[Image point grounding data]
---*---
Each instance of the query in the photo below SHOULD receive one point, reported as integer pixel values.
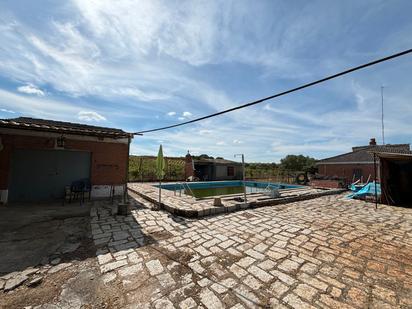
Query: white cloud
(38, 107)
(205, 132)
(30, 89)
(90, 116)
(7, 111)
---*---
▸ How to complete this task
The data is to be restated word for word, with any pictures set aside.

▸ Answer section
Each instance of the query in the photo below SHOULD receive one point, reported as integer pixel values.
Query: white cloud
(38, 107)
(205, 132)
(30, 89)
(90, 116)
(7, 111)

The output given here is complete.